Selected excerpt >>
^^^^^^^^

Dr Karen Hitchcock
Dr Karen Hitchcock

Book Review by Robin Osborne

Dear Life: On Caring for the Elderly; Quarterly Essay 57 / April 2015 by Karen Hitchcock

This 78-page essay by hospital staff physician Karen Hitchcock is a timely contribution to the end-of-life discussion that is attracting ever more attention from the medical and nursing professions, patients, families and advocates.

Still largely missing from this debate are the voices of our politicians – many of whom would have elderly and/or ailing family members – whose leadership is vital to the better planning, and funding, of how society supports the waning days of our lives.

The reverse applies at present, as Dr Hitchcock notes: “There are many ways to show that we devalue our elderly, are repulsed by them, terrified of becoming them, ”she writes early in her powerful and pointed analysis.

“They have been and remain the last priority in our medical system and the ones we target first with our austerity measures… The solutions are not simple. My chief aim is to strike a note of caution and to make explicit something that often remains unsaid and yet can be heard quite clearly: that the elderly are burdensome, bankrupting, non-productive. That old age is not worth living.”

The aged are blamed for the need to “ration health care”, she says, rather than the targeting of known waste such as mass pharmaceutical over-prescription, the over-servicing of patients in the private sector, and Medicare payments for useless or harmful interventions.

As might be expected, the controversy peaks around the topic of end-of-life decision making, notably about “what should we consider a sound motivation?”

With many elderly fearing they are an encumbrance to their loved ones, clinicians must ensure they do not intensify the feeling of burden: “We must be cognisant of it and attempt to alleviate it: take the person in, let them know we carry them.”

Then, in a line encapsulating the essay, she adds, “When placing limits on treatment, it is sometimes far from clear whose distress we are seeking to curtail.”

Her discussion of advanced care directives is sited within this context, one noteworthy aspect being that the vast majority of ACDs, once signed, are never revisited for review.

^^^^^^^^

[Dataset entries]
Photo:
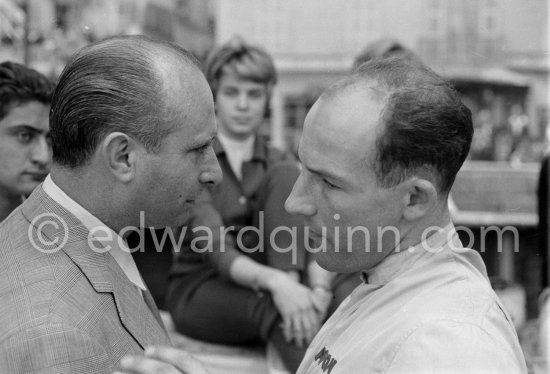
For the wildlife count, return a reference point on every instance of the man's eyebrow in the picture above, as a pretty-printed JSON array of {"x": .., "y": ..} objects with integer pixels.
[
  {"x": 318, "y": 171},
  {"x": 26, "y": 128}
]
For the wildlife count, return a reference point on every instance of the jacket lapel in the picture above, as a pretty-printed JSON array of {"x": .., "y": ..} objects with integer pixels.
[{"x": 99, "y": 267}]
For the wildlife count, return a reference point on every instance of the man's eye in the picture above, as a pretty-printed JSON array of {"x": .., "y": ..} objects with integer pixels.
[{"x": 24, "y": 137}]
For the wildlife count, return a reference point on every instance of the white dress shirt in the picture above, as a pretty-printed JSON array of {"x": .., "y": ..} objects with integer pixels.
[
  {"x": 238, "y": 152},
  {"x": 119, "y": 250},
  {"x": 422, "y": 311}
]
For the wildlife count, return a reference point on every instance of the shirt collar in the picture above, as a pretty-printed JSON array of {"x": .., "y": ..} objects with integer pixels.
[
  {"x": 398, "y": 262},
  {"x": 259, "y": 153},
  {"x": 119, "y": 249}
]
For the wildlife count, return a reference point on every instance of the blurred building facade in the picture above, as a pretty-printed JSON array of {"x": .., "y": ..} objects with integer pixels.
[
  {"x": 44, "y": 33},
  {"x": 496, "y": 51}
]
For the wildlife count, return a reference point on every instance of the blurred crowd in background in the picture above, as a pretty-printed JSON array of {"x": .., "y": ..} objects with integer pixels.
[{"x": 495, "y": 52}]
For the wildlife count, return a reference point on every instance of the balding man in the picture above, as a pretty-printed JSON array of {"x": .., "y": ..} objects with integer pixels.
[
  {"x": 380, "y": 151},
  {"x": 132, "y": 122}
]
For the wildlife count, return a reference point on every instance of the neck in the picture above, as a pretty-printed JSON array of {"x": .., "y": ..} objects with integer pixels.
[
  {"x": 439, "y": 216},
  {"x": 84, "y": 189},
  {"x": 8, "y": 204}
]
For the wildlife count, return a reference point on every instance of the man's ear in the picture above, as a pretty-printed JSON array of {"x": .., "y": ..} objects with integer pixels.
[
  {"x": 420, "y": 198},
  {"x": 118, "y": 151}
]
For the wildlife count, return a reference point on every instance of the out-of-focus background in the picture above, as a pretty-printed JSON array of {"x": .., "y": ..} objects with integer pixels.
[{"x": 496, "y": 53}]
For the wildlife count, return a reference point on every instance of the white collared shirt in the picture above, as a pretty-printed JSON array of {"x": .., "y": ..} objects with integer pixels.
[{"x": 119, "y": 250}]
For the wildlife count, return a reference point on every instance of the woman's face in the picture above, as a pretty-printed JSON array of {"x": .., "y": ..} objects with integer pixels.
[{"x": 240, "y": 106}]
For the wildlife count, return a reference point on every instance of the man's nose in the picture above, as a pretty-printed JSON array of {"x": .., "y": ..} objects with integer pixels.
[
  {"x": 41, "y": 153},
  {"x": 212, "y": 173},
  {"x": 299, "y": 201}
]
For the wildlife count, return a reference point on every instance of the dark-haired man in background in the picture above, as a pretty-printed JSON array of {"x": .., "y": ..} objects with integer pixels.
[
  {"x": 127, "y": 113},
  {"x": 380, "y": 151},
  {"x": 25, "y": 152}
]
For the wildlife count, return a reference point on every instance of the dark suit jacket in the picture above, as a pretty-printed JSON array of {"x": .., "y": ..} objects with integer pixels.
[{"x": 72, "y": 310}]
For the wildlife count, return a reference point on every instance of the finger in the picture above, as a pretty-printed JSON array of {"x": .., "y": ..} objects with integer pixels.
[
  {"x": 179, "y": 358},
  {"x": 145, "y": 365},
  {"x": 298, "y": 330}
]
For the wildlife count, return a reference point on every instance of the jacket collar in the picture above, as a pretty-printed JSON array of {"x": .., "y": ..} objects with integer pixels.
[{"x": 61, "y": 228}]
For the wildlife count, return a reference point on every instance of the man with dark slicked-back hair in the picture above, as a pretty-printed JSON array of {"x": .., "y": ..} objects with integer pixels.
[
  {"x": 25, "y": 152},
  {"x": 380, "y": 151},
  {"x": 128, "y": 112}
]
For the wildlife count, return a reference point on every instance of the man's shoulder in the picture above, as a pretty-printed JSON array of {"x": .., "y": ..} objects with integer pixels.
[{"x": 35, "y": 285}]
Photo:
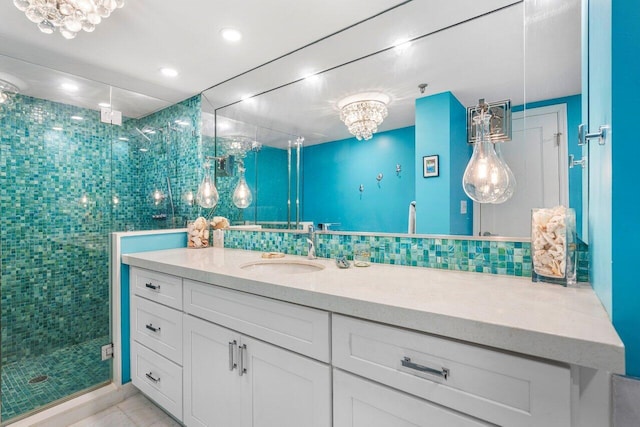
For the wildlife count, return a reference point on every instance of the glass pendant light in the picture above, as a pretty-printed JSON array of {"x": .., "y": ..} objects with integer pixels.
[
  {"x": 242, "y": 196},
  {"x": 511, "y": 187},
  {"x": 207, "y": 195},
  {"x": 485, "y": 179}
]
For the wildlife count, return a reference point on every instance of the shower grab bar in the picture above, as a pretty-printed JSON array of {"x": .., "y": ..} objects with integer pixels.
[
  {"x": 151, "y": 328},
  {"x": 152, "y": 378}
]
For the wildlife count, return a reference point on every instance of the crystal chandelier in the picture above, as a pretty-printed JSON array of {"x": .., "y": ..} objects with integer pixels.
[
  {"x": 363, "y": 113},
  {"x": 68, "y": 16},
  {"x": 7, "y": 92}
]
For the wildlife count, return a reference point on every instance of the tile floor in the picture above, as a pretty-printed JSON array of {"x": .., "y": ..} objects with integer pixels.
[
  {"x": 69, "y": 370},
  {"x": 136, "y": 411}
]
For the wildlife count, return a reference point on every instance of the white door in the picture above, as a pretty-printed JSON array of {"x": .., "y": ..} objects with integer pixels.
[
  {"x": 283, "y": 389},
  {"x": 211, "y": 385},
  {"x": 537, "y": 155},
  {"x": 362, "y": 403}
]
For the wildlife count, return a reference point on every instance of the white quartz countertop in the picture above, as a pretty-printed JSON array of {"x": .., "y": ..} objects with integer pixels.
[{"x": 553, "y": 322}]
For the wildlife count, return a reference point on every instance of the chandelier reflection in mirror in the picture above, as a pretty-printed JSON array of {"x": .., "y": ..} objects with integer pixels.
[
  {"x": 238, "y": 145},
  {"x": 363, "y": 113},
  {"x": 68, "y": 16},
  {"x": 487, "y": 178}
]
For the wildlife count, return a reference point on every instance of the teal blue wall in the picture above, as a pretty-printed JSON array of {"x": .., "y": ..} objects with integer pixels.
[
  {"x": 132, "y": 244},
  {"x": 613, "y": 91},
  {"x": 625, "y": 69},
  {"x": 600, "y": 182},
  {"x": 441, "y": 129},
  {"x": 574, "y": 118},
  {"x": 334, "y": 171}
]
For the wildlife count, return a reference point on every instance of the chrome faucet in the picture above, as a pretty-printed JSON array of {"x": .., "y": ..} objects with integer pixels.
[{"x": 311, "y": 253}]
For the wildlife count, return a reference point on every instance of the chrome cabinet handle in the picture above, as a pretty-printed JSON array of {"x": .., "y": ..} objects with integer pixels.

^^^^^^^^

Task to complete >> According to the book review, what aspect of most advanced care directives does the essay identify as noteworthy?

Answer space >> The vast majority of advanced care directives, once signed, are never revisited for review.